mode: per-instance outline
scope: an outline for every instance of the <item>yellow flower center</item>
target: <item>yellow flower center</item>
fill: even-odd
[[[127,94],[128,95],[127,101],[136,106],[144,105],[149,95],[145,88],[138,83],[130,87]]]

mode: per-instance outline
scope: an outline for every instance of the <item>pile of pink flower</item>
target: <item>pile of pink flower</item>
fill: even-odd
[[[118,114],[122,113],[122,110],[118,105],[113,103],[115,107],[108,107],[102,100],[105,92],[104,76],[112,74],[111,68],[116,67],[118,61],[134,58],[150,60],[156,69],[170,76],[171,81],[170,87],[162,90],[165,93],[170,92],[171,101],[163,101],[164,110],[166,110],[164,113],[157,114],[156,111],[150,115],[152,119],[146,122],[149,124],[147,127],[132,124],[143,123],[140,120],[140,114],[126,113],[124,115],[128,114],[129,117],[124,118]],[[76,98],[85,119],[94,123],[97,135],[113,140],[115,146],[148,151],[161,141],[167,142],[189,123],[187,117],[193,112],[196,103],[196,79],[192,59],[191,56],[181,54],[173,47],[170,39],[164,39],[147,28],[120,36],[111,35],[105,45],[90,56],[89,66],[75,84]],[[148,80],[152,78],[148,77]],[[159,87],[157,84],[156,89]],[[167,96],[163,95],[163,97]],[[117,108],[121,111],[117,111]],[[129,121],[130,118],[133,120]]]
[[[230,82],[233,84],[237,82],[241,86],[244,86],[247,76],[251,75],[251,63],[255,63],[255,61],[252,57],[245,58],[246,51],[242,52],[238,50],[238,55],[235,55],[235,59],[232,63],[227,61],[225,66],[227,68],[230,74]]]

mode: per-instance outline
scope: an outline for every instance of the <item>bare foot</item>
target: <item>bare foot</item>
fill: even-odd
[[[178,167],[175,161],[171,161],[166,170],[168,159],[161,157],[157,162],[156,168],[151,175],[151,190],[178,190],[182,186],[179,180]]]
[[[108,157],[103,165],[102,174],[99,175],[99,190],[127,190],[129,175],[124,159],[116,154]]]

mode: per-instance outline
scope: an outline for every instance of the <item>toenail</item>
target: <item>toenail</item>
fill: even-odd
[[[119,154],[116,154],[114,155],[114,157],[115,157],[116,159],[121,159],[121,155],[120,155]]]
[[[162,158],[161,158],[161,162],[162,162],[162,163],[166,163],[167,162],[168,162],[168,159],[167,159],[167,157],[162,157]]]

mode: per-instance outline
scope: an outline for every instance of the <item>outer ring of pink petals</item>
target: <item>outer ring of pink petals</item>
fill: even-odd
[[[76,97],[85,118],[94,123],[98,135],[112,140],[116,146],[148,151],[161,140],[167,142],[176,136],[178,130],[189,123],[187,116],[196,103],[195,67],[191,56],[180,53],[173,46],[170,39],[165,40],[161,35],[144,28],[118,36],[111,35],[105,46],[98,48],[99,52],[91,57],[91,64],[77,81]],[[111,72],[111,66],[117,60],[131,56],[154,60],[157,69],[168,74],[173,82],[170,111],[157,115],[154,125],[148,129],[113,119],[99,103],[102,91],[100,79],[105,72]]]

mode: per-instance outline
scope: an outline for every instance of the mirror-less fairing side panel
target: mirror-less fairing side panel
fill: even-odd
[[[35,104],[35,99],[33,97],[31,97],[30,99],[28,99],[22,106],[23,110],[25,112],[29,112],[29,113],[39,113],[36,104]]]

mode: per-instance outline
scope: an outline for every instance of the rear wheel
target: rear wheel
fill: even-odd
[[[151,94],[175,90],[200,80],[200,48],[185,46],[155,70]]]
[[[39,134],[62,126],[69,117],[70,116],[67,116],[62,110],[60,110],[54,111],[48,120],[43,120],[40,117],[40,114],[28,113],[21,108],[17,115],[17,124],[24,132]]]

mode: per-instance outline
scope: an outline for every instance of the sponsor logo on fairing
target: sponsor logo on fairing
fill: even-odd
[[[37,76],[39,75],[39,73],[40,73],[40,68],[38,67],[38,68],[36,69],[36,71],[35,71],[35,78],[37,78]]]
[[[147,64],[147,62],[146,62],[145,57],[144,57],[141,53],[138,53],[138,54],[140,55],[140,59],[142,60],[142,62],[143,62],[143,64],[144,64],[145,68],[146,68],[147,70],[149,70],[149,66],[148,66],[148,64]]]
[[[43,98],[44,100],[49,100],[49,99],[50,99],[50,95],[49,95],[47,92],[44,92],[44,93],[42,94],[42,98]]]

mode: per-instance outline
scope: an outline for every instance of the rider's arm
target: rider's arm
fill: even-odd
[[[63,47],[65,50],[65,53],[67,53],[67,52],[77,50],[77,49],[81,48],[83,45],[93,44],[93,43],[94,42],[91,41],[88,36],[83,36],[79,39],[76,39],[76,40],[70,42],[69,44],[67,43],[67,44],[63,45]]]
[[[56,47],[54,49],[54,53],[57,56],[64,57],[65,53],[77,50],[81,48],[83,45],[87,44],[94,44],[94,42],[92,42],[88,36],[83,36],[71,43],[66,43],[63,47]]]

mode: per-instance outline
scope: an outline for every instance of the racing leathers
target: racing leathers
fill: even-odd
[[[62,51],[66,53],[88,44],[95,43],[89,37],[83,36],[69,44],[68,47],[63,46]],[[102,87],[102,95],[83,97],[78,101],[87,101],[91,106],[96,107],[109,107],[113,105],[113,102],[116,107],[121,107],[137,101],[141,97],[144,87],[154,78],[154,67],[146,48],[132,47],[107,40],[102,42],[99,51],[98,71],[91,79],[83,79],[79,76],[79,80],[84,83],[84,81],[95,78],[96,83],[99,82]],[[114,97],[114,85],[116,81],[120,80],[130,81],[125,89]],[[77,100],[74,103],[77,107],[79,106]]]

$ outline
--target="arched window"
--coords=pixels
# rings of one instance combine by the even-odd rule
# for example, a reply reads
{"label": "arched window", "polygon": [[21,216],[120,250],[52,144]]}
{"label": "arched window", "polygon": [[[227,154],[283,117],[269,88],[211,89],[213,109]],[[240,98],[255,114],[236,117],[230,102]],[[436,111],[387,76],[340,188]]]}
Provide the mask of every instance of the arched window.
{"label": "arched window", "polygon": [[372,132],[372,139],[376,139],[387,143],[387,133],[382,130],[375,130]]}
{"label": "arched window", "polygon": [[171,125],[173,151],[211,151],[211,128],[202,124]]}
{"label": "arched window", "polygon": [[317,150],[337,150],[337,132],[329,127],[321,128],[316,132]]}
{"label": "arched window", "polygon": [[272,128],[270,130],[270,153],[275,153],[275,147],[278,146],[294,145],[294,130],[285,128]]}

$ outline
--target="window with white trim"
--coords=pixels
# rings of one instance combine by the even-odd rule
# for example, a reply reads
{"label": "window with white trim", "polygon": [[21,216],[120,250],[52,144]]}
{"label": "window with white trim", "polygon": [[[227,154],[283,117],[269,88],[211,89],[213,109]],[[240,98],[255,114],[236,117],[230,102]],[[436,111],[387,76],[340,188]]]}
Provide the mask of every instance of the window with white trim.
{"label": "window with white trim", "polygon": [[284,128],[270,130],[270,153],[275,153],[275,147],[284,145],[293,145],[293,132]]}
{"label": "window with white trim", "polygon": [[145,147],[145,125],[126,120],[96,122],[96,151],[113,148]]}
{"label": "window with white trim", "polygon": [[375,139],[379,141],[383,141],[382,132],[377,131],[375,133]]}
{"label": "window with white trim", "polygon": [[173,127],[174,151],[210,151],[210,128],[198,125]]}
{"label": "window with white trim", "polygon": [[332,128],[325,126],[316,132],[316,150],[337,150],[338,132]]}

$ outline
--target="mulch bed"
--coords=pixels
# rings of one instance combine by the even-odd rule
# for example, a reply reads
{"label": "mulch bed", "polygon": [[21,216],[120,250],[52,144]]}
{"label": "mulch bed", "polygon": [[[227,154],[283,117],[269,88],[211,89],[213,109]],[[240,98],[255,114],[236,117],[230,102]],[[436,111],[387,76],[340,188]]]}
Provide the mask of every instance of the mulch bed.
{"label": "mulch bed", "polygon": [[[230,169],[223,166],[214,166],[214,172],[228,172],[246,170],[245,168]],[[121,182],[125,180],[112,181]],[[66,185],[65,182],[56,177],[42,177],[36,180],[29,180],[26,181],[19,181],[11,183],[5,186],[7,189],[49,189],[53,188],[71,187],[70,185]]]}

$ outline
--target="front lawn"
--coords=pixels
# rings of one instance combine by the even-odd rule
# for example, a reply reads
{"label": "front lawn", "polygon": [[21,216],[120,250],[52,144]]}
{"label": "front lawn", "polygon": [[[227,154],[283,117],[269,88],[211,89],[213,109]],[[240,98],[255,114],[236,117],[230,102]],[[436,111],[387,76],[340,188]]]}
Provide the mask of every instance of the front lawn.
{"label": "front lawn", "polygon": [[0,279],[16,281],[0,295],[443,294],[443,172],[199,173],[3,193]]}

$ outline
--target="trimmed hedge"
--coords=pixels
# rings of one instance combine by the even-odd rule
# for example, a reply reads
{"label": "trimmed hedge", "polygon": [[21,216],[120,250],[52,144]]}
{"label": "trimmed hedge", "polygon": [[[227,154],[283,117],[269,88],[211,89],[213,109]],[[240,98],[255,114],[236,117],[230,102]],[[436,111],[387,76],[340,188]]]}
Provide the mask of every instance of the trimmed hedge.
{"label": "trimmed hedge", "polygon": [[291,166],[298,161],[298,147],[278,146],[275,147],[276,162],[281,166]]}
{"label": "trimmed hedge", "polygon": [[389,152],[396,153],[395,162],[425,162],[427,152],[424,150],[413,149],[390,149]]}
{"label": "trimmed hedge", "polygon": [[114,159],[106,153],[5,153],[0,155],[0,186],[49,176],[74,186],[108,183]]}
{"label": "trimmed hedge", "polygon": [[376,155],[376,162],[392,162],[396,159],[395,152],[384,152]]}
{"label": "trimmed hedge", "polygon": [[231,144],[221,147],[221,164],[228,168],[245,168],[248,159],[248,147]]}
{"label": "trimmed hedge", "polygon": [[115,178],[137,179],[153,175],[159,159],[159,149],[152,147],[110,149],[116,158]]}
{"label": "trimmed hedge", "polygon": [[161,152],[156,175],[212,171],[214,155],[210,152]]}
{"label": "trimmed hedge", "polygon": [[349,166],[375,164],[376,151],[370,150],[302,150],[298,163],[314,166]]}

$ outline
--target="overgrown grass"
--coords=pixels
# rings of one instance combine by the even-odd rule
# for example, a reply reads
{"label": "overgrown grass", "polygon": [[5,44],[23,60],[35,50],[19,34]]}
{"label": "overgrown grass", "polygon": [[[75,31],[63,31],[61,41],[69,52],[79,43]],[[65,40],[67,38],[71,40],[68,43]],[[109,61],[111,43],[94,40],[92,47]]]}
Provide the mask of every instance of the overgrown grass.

- _DIRECTIONS_: Which lines of the data contain the string "front", with case counting? Pull out each of those lines.

- _WRITTEN RESPONSE_:
--target="front lawn"
{"label": "front lawn", "polygon": [[21,216],[120,250],[52,144]]}
{"label": "front lawn", "polygon": [[[227,154],[283,117],[269,88],[211,89],[213,109]],[[240,98],[255,114],[236,117],[230,102]],[[436,111],[387,76],[340,188]]]}
Provide the mask of every instance of the front lawn.
{"label": "front lawn", "polygon": [[0,279],[16,281],[0,295],[443,294],[443,172],[199,173],[3,193]]}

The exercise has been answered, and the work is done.